- **To-do list**
a: In the forum discussion about documenting NixOS stateVersion, what is described as the canonical use of system.stateVersion?
b: Write the next part of the forum discussion about documenting NixOS stateVersion, picking up after its final sentence.

Personally, I’m neutral on this. It’s probably a smell if even a relatively new Nix user can’t look at the module source and see what stateVersion does, and if that’s true then documentation doesn’t add much; what it costs is effectively maintaining a duplicate ‘implementation’ of that logic which is never machine-checked. I’m generally in favor of allowing the code to serve as documentation for implementation details (roughly, low-level information about what an option does as opposed to explanatory information about when, why, and how to use options) and I think this counts.

2 Likes

This is why users hate NixOS (myself included). Users need to migrate to change this option, making us wade in the code to figure out what needs migration is pretty rude IMO. Intentionally underdocumenting is even more rude.

Documenting new options should be a given, and I’m currently still convinced this just adds complexity the way that .package-as-version-proxy already does (having to manually keep track of the current package versions in nixpkgs vs the version in the config).

3 Likes

Why is code something you ‘wade’ in, while documentation is not?

I mean, maybe I’m being obtuse, but to me they’re both text. Documentation is useful if it tells me something the code doesn’t, or gets me to a truth about the code faster. Documentation that repeats the code is redundant.

Documentation that repeats the code is redundant.

Is wasting the reader’s time not also rude?

(This is not an ‘our documentation is good enough’ argument, to be clear! Nor is it a ‘documentation is not as important as code’ argument. Good documentation is essential, and we have plenty of room to improve. But good documentation IMO is not the same as maximalist documentation.)

3 Likes

Because the option doc is 3-4 sentences that you read linearly, and the code is probably 500 lines long and requires jumping around - which is pretty obvious, though, so I can’t help but assume bad faith on your part. I’m out.

3 Likes

Generally, documentation is more browsable. Being able to see at a glance in https://search.nixos.org that a module has conditionally changed its state directory location in a new NixOS version is nicer than having to locate its source (which is sometimes spread across multiple files, or even generated or nested in complex ways, see e.g. the prometheus exporters) and C-f for stateVersion (and keeping a local clone is often not very ergonomic, thanks to nixpkgs’ frankly ridiculous size).

That doesn’t mean it has to be documented. If it’s internal and shouldn’t be touched, then it shouldn’t be exposed in documentation. But then again, why are we bothering to expose the option if it’s not supposed to be understood?

I do also appreciate the concern for drift between code and its documentation.

I feel like this is a bit of an edge case. When in doubt, personally I favor more documentation; if nothing else clearly stating why you want to use stateVersion might help guide reasonable design decisions.

But in either case, it’s splitting hairs and tangential to the overall cause, details like this can be hashed out in a PR that changes contribution docs or something.

5 Likes

Most uses of system.stateVersion are bad ideas so I’d be hesitant to institutionalize it further with a new mechanism. We can pretty easily get to a state where it’s frozen forever and we use better alternatives, and none of them would match system.stateVersion.

The canonical use is “default version of a package that has incompatible state over time”. Those modules should just not have default versions. If we think it’s going to be fine but then an incompatible state change happens unexpectedly, then removing the default and adding an assertion/release note explaining the need to set one is a less invasive breaking change than ones that happen every release, and doesn’t leave bumping system.stateVersion as a permanent footgun for that module.

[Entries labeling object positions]
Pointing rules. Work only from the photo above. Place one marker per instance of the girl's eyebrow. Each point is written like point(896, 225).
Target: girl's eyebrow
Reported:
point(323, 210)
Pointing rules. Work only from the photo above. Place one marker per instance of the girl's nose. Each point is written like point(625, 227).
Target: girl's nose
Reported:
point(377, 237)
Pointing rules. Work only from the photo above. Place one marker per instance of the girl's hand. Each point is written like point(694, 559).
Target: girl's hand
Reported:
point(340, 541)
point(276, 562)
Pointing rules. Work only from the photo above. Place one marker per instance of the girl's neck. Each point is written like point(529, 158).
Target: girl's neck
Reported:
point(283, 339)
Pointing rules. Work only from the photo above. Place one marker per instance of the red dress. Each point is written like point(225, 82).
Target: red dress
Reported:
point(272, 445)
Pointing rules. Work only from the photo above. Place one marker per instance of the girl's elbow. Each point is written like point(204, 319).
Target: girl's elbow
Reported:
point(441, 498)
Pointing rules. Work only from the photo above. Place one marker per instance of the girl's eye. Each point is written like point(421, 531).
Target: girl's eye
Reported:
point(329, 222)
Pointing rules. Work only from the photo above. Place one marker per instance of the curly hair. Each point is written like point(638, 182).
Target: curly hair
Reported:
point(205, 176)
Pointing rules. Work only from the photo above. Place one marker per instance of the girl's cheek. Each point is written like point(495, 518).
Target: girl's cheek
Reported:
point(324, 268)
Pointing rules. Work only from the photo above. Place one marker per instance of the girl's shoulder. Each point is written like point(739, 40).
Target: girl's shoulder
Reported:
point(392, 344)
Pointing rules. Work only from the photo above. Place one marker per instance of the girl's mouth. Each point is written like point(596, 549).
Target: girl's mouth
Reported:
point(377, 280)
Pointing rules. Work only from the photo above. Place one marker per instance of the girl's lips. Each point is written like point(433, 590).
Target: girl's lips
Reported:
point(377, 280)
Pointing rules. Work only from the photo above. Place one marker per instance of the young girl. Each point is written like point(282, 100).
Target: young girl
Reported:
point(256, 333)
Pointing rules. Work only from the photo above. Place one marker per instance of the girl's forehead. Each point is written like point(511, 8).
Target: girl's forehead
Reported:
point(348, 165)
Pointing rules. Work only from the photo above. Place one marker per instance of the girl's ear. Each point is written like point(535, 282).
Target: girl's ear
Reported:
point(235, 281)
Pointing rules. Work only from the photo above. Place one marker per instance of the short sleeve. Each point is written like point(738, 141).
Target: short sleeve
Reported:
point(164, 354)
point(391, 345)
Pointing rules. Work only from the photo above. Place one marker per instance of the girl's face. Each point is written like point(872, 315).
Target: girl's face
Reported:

- **Final answers**
a: Setting the default version of a package that has incompatible state over time.

b:
A not so great use is when there was a bad default that affects state but that we could easily migrate to the new one. For those, we should just do migration.

The other common case is stuff like “we included a bunch of stuff by default that we shouldn’t have, but removing it now will break setups”. Again this is a case where we realize there’s a better default for an option or it shouldn’t have a default at all, but it could cause issues for existing users if we switched it for everyone; the difference is that in this case it’s more painful to have no default at all, which motivates using system.stateVersion.

What we don’t have much of a mechanism for is gradual roll‐out of deliberate breaking changes, or experimental things that shouldn’t be meaningfully breaking but aren’t necessarily ready to migrate all existing setups to yet. Those are cases where opting in to the new stuff is plausible to do and not necessarily a mistake.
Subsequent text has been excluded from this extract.